Arrived at church, got the girls to their respective classes, W and I had some down time so we went to a local donut shop that I usually go to on Sundays between class and the church service. W seemed perky, talkative and friendly.

While eating our donuts, she says we need to keep what's best for the girls in mind and she mentions the idea of us sharing the new apartment, just taking turns living in it. I said I had heard of this technique, "nesting," and asked her what she thought of it. She said that it might not work because it wouldn't really be home for either of us; I wouldn't have my computer for writing when I was at the house, and she wouldn't have her craft/scrapbooking stuff. I agreed. I said "let's just get through the holidays."

She got a pissed off look on her face, and said "So you're still staying in the house?" I looked her straight in the eye and said "Yes. I'm going to stay in our home." She got visibly upset, and said "So now I have to move out into a one-bedroom shithole." I said "Please don't swear at me," and she apologized. I said that the apartment I had planned on renting wasn't a shithole, and that she was welcome to it. She said that she couldn't afford it. I said that it was what we had already agreed we could afford when I was the one moving out. She just ignored that, and said "well, we'll just have to sell the house in the Spring." I said that I didn't plan on selling the house, and that I could afford it. She said it was her house too, and I agreed, but that I wanted to try and keep it if I could swing the financing.

At this point she was totally walled off and angry, and said that she wanted me to drive back to the church. She didn't say a word during the drive.

### Task set
A: In the stretch from "Arrived at church, got" through "talkative and friendly." of the account of the Sunday donut-shop conversation, switch "donut shop" to "bakery" and write out that passage.
B: Proceed with the account of the Sunday donut-shop conversation, starting right after its final sentence.

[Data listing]
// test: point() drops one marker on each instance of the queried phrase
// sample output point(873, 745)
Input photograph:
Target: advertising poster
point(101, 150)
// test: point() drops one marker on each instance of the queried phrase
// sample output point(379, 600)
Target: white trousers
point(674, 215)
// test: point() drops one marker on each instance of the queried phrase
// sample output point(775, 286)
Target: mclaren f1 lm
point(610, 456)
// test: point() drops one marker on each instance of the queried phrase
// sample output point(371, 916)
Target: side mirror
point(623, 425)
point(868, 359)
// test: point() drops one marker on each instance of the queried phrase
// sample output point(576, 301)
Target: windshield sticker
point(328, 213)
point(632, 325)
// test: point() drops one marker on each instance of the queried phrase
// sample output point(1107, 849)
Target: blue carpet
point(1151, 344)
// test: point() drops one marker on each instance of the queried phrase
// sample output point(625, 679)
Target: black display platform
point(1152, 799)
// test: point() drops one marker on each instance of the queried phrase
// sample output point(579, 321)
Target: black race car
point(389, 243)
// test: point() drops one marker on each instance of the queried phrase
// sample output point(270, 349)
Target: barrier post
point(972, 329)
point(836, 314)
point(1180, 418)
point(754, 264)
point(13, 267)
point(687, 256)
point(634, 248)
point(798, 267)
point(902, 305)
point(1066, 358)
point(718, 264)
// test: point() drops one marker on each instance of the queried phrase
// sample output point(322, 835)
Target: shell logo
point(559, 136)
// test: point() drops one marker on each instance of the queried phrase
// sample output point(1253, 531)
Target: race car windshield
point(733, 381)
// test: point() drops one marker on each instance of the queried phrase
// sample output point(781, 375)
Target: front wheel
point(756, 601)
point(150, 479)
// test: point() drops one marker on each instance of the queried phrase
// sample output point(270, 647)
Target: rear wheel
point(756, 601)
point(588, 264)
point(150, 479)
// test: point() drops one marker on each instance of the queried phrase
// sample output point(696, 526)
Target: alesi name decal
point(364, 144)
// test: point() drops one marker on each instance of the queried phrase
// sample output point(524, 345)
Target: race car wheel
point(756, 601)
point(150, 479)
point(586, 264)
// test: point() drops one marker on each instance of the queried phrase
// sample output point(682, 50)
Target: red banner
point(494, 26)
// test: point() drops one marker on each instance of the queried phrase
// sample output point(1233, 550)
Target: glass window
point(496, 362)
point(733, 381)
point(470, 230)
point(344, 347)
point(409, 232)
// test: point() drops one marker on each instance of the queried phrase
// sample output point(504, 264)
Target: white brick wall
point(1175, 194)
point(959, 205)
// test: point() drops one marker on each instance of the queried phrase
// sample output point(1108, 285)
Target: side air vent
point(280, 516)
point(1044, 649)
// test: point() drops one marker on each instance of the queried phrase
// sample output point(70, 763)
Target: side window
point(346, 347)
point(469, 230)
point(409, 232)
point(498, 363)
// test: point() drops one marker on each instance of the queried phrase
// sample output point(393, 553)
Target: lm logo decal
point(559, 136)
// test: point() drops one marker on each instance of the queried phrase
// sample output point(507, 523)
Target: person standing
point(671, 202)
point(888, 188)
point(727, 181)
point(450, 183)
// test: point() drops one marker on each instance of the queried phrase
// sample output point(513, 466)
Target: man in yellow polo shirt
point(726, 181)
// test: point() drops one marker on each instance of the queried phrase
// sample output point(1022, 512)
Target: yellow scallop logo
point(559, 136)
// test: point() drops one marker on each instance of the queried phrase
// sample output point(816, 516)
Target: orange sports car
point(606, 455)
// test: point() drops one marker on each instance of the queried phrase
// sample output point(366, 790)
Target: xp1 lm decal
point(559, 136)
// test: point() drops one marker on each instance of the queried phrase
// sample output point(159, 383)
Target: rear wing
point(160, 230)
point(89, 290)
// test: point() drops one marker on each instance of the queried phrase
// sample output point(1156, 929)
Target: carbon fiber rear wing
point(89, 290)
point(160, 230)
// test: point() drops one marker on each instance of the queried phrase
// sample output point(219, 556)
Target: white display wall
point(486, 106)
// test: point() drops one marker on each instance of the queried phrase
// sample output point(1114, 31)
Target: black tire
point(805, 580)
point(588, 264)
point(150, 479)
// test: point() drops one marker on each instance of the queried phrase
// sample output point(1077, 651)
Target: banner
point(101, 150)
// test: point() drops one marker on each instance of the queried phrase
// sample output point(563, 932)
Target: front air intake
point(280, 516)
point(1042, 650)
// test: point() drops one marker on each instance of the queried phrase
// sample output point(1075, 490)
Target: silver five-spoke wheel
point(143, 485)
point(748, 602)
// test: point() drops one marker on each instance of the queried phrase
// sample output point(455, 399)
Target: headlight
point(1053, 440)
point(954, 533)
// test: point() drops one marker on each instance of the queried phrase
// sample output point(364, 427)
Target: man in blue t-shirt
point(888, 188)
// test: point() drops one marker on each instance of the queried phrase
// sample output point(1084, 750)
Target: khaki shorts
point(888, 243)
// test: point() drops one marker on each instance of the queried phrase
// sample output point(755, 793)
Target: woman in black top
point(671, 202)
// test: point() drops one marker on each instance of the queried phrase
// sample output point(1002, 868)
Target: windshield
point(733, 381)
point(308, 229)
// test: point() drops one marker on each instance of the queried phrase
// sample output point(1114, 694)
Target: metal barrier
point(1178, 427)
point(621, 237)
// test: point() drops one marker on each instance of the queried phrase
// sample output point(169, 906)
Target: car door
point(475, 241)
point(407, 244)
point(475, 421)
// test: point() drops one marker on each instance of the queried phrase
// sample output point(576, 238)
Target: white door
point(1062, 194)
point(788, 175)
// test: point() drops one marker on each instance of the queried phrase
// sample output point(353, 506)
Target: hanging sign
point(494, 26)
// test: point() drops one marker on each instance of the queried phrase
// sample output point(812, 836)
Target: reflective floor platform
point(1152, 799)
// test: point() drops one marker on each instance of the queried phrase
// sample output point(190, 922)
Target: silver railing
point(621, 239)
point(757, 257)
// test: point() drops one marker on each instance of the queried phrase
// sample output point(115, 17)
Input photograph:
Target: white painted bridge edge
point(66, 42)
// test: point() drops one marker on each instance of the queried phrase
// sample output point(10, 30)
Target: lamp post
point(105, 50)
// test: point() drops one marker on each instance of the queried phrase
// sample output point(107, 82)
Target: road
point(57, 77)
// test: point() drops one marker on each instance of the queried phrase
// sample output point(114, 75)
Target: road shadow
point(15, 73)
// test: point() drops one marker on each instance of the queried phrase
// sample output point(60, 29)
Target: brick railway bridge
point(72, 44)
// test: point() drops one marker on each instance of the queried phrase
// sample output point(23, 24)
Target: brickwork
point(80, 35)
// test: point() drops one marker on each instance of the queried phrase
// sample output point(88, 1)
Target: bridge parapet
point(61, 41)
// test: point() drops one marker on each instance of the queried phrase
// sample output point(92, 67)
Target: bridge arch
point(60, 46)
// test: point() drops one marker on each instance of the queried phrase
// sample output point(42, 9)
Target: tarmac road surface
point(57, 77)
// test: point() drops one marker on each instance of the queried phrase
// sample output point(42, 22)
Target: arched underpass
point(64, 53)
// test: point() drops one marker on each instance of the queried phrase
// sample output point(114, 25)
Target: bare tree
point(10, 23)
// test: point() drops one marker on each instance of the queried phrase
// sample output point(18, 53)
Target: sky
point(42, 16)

### Task responses
A:
Arrived at church, got the girls to their respective classes, W and I had some down time so we went to a local bakery that I usually go to on Sundays between class and the church service. W seemed perky, talkative and friendly.

B:
When we got to the church, she slammed the car door and stormed inside. I went to collect our Ds from their classes, but it we were too early so I had to wait. W wasn't anywhere in sight. Eventually she showed up but ignored me. Finally she came over to where I was waiting. I told her not to slam the car door; she said "I had to go to the bathroom," then stomped to the other side of the church cafeteria.

A few minutes later, she came back over, and apologized, saying that she was mad and had slammed the door on purpose. I nodded, and she said that we would need to talk to the girls about moving D6 into D8s room, and getting them bunkbeds. The implication being that W would move into D6's room. I said sure, but I'm comfortable with the way things are now (sharing the master bedroom). She didn't say anything else, and the girls classes were over so we went to the service. It was fine, she seemed on an even keel.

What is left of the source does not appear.